SOURCE EXCERPT:

************

And I accepted the challenge. Thanks mom, you rock!

Live Music and Long Distance Running Are Connected?

So now that my mom got me into the race, I’m looking forward to this experiment because this half-marathon will have live bands playing at each mile markers throughout the race.

I’ve never run a race with mini-concerts going on to motivate me and I’m looking forward to seeing what the scene will be like.

What Will Bubble Up In Our Minds During the Race?

How will this sensory-rich environment of live music at each mile marker impact everyone’s emotions and memories?

Will the course concerts trick my mind into not focusing on the physical pain and take me to a new level of psychological escape similar to what I experience when my mind forgets about the grind of life during a concert?

Will any artists be running this race to help building up their touring chops and cope with touring fatigue?

Will the combination of physical exertion and the emotional power of live music trigger emotions I didn’t know were buried down deep?

What I’ve Learned About Community Building

 

chicago rock n roll halfmarathon facebook

 

The last thing that has me jazzed about the race is the strong sense of community that has been growing ever since I posted on Facebook that I was running it.

So far the experience has felt a lot like concert buddies going on road trip to see their favorite band or heading to a summer music festival.

For example, within a few moments of my Facebook post family members and friends have commented on the thread I initially started. And I’ve even heard from friends who I haven’t spoken to in a while and they have expressed an interest to run this crazy race too.

It’s been awesome to see everyone come together in this micro-community to share training tips, encouraging each other and even plan time around the race to hangout and enjoy the festive surroundings in downtown Chicago.

This half-marathon experiment has reinforced the truth that if you’re trying to build a community for concert fans, running, writing or Walgreens employees,  you must start small with a committed group and then strive to create a sense of belonging with those people.

And then you must encourage and empower your community to freely share their experiences at every step along the way.

It’s A Marathon Not A Sprint

Probably the biggest lesson I’ve been reminded about is that fact that building a community is a marathon not a sprint.

Building a community is a daily challenge that gradually builds momentum and there are psychological and sociological challenges at each mile marker.

You must take the time to closely listen and know what inspires your community. And when you figure that out, you should gradually nurture that inspiration with encouraging responses to community members, whether that’s sharing helpful links about training or swapping stories about a great concert you just saw.

************

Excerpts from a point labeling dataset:
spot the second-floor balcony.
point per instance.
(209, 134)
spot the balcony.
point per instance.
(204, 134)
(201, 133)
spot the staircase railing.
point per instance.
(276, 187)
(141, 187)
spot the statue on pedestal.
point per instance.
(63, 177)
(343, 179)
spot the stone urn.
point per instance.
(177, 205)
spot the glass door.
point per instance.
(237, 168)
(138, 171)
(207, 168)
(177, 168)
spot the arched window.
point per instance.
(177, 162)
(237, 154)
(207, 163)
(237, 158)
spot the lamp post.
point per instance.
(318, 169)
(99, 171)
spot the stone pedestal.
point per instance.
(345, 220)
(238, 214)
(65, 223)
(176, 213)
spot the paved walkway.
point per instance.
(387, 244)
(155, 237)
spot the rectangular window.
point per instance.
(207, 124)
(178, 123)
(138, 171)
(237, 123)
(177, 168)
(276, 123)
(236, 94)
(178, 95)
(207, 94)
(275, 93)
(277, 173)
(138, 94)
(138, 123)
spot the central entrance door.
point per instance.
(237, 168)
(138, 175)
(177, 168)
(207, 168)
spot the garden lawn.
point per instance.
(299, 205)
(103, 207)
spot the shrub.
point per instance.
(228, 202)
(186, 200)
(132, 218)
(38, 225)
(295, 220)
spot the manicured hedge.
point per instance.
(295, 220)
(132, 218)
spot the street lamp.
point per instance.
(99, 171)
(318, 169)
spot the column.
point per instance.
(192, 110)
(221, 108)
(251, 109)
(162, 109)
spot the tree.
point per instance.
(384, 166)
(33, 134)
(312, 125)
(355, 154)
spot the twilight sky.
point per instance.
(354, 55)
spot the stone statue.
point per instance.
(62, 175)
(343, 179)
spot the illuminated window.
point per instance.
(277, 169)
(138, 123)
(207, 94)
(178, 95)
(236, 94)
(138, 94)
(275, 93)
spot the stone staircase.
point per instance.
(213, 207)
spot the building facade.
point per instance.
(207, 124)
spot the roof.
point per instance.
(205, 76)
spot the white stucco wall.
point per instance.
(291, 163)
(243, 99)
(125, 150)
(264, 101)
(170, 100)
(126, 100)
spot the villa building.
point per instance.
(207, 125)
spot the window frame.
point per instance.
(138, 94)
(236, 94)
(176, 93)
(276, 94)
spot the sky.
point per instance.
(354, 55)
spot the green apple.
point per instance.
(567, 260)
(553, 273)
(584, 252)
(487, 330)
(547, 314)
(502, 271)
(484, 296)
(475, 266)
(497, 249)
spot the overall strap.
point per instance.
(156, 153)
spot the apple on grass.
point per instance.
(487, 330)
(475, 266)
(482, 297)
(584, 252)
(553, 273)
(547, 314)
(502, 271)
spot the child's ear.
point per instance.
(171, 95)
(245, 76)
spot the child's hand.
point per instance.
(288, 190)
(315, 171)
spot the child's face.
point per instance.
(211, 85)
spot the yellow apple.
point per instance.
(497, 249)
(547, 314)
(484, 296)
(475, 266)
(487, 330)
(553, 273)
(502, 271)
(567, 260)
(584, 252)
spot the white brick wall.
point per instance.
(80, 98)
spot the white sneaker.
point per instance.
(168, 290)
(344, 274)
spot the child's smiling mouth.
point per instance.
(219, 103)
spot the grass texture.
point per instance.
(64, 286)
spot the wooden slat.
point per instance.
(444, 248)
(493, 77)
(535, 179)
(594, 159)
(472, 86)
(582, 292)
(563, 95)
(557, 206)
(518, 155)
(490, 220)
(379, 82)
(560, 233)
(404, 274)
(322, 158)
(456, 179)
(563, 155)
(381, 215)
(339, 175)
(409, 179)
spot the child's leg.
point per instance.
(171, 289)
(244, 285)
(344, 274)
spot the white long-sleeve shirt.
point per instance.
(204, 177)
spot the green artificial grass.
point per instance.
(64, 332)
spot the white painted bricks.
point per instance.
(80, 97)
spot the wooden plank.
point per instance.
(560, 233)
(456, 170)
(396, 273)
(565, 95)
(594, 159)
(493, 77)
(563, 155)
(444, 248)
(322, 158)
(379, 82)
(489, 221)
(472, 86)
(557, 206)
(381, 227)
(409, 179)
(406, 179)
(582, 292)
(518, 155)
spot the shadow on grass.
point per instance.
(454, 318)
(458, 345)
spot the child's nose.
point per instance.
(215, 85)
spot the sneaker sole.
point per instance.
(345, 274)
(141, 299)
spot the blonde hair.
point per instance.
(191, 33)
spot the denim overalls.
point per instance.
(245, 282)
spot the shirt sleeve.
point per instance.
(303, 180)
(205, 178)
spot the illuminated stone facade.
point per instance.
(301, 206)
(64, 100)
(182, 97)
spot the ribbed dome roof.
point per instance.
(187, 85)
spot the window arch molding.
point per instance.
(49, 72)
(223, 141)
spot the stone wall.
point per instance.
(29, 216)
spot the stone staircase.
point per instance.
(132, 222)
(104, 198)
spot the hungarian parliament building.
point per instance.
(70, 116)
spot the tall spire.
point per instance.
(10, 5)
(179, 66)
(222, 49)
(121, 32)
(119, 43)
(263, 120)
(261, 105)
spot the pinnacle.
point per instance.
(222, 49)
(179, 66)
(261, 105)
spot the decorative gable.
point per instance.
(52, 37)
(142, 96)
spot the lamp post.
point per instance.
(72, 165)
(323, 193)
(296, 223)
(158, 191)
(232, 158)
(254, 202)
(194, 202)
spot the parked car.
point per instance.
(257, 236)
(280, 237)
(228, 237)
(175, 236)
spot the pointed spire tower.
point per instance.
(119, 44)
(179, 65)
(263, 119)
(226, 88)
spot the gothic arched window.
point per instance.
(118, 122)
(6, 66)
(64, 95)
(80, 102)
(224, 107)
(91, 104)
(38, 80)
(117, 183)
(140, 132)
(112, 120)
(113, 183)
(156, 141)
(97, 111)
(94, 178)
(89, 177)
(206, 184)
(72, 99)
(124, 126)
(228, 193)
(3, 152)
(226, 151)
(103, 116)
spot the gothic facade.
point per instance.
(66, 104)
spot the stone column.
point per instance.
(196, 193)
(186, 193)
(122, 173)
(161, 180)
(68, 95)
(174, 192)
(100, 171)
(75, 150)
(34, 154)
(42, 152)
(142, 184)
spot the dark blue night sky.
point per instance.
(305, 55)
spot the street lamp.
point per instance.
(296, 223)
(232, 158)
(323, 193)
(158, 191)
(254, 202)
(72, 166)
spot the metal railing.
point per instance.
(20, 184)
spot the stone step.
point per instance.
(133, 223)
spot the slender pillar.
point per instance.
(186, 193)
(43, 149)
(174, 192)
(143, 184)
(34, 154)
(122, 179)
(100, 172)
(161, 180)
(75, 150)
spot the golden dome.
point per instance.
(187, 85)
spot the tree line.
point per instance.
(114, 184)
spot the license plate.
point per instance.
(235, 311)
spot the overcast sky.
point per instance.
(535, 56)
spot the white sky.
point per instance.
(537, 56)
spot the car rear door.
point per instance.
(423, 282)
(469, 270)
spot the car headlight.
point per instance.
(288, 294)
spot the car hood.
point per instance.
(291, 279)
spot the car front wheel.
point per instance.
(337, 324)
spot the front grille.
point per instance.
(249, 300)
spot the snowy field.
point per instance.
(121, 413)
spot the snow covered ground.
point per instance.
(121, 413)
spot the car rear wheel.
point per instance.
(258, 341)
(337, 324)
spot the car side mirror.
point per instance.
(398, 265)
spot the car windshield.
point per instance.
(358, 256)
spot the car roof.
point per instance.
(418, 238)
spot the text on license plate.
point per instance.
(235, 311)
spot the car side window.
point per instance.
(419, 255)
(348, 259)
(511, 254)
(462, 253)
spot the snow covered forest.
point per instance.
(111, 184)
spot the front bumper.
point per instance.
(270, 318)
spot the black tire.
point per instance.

************

EXERCISE GOAL: In the half-marathon post, why does the writer say that building a community is "a marathon not a sprint"? Answer in one to three sentences.

PROBLEM SOLUTION: Building a community is a daily challenge that gradually builds momentum, and there are psychological and sociological challenges at each mile marker.